Extract:
Some quick and easy ways to make the wood you are using easier to carve by soaking it in water or spraying a 50/50 mixture of rubbing alcohol and water to the areas you are carving. Other ways to make wood easier to carve is to pick softer woods like air dried basswood, ensuring your carving tools have a narrower cutting edge angle, and keeping them honed while carving.

Lets go over each one of these options in more detail as well as a few more options to consider as well.

Soak Your Wood in Water

Sometimes you will end up with a super hard block of wood that has been sitting in the sun for a long time or has been kiln dried for a really long time.

The easiest way to make wood easier to carve is to soak it in a bucket of water for 30 minutes to a few hours to make it softer. Keep the wood completely submerged for an even soak and periodically check the wood softness every 30 to 60 minutes to make sure the wood isn’t too soft and waterlogged. If the wood is too soft, it will start deforming when cutting and won’t hold detail very well.

Keep in mind that when you are soaking the wood, it will start expanding. This can cause issues when the wood dries for two reasons; the wood may form cracks along the wood grain when it dries and the wood could start to warp or deform if too soft. To prevent this from happening, don’t soak the wood for too long but just enough to make it a little easier to carve.

Finally, since you will most likely be carving with high carbon steel tools, make sure to clean off the tools and oil them before placing them back in storage otherwise the blades may start to rust.

Spray Rubbing Alcohol on the Wood

If you want to quickly make a certain spot of wood easier to carve without soaking the whole block, you can spray a 50/50 mixture of water and rubbing alcohol on the wood your are carving.

Spraying wood with a 50/50 mixture of rubbing alcohol and water will allow the water to quickly penetrate the wood and make it easier to carve in seconds, resulting in an easier section of wood to carve. The rubbing alcohol greatly reduces the surface tension of the water so it can quickly absorb into the water and the added water prevents the rubbing alcohol from evaporating too fast.

This is a great and easy way to only soften the spots you want to carve to prevent cracking and over saturation. Just keep a small spray bottle with you and spray it as needed.

Carve Green Wood

Wood is easiest to carve when it is freshly cut from the tree, which is commonly referred to as green wood. By carving green wood, you have the advantage of the wood containing its natural moisture, evenly distributed throughout the wood.

Objective 1:
Print the stretch of the wood-carving article from "Finally, since you" through "start to rust.".
Objective 2:
According to the wood-carving article, how long should a block of wood soak in a bucket of water to soften it?
Objective 3:
Please go on with the wood-carving article, starting right after its last sentence.

[Dataset excerpts on object pointing]
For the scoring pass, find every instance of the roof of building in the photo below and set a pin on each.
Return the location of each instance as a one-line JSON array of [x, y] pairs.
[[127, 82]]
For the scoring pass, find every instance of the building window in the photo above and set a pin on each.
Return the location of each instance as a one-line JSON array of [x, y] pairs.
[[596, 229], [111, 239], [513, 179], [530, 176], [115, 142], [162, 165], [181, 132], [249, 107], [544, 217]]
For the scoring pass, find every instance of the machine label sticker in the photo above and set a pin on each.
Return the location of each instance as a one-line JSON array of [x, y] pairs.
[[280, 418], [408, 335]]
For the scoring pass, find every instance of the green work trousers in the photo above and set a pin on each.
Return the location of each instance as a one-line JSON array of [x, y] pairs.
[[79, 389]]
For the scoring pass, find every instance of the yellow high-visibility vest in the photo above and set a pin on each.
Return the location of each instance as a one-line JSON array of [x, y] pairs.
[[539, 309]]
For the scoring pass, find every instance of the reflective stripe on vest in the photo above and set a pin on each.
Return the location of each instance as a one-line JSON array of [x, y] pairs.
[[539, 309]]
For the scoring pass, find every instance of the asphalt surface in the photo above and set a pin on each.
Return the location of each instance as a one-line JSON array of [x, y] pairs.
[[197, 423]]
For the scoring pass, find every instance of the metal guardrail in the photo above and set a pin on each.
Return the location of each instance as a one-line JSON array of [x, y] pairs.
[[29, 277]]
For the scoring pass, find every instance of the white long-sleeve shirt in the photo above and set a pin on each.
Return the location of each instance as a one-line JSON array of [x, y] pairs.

Final result 1:
Finally, since you will most likely be carving with high carbon steel tools, make sure to clean off the tools and oil them before placing them back in storage otherwise the blades may start to rust.

Final result 2:
From 30 minutes to a few hours.

Final result 3:
This makes it easier to carve some of the most popular woods into shapes and utensils that become much harder when dried, making them more durable for every day use.

One of the disadvantages of carving green wood is that when it dries out, the wood will shrink and possibly warp or crack. Even experienced wood carvers have to occasionally scrap some of their projects due to defects from the drying process, which can take weeks or months.

Carve Air Dried Wood

For most of us, dried wood will be the only carving wood we will have easy access too. However, not all wood is the same, even within the same species of wood!

Air dried wood is usually much easier to carve than kiln dried wood as the wood is dried at a much slower pace, allowing the wood fibers to naturally settle and will usually have a slightly higher moisture content.

Most wood you will find for sale is kiln dried wood, this is because it is a much faster way to process and prep wood for sale. Air dried wood can take 1 month to a year to properly dry while kiln dried can be just a few days.

You can find some air dried wood in some specialty shops or from other carving enthusiasts from online marketplaces like ebay, click here to check out ebay for some great options.

Pick Wood With a Fine and Even Grain

One of the key factors that can influence how your knife behaves in the wood is the direction of the wood grain. If you don’t know the direction of the grain, it can make things a lot more difficult to carve.

Carving wood with a straight and fine wood grain will make your overall carving experience easier as you will be able to keep track of the direction of the wood grain to prevent accidentally splitting the wood and ruining your project.

One of the best wood options for carvers is basswood (also called lime or linden wood) as it has a fine and uniform wood grain that is easy to keep track of, is soft enough to easily carve with hand tools, and is hard enough to hold fine details.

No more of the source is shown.